■ AIM OF THE EXERCISE
Reproduce each record exactly. The pictures should be skipped.
*** DATA PROVIDED ***
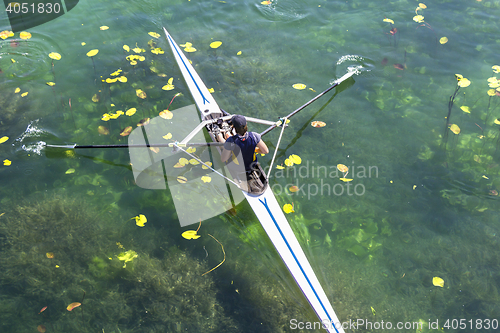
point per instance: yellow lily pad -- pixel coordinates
(92, 53)
(140, 220)
(190, 234)
(215, 45)
(288, 208)
(131, 112)
(455, 129)
(438, 282)
(295, 159)
(299, 86)
(54, 55)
***
■ RESULT OF THE EXERCISE
point per instance: yellow lily pad -- pixel coordinates
(92, 53)
(140, 220)
(190, 234)
(215, 45)
(288, 208)
(131, 112)
(455, 129)
(438, 282)
(295, 159)
(299, 86)
(54, 55)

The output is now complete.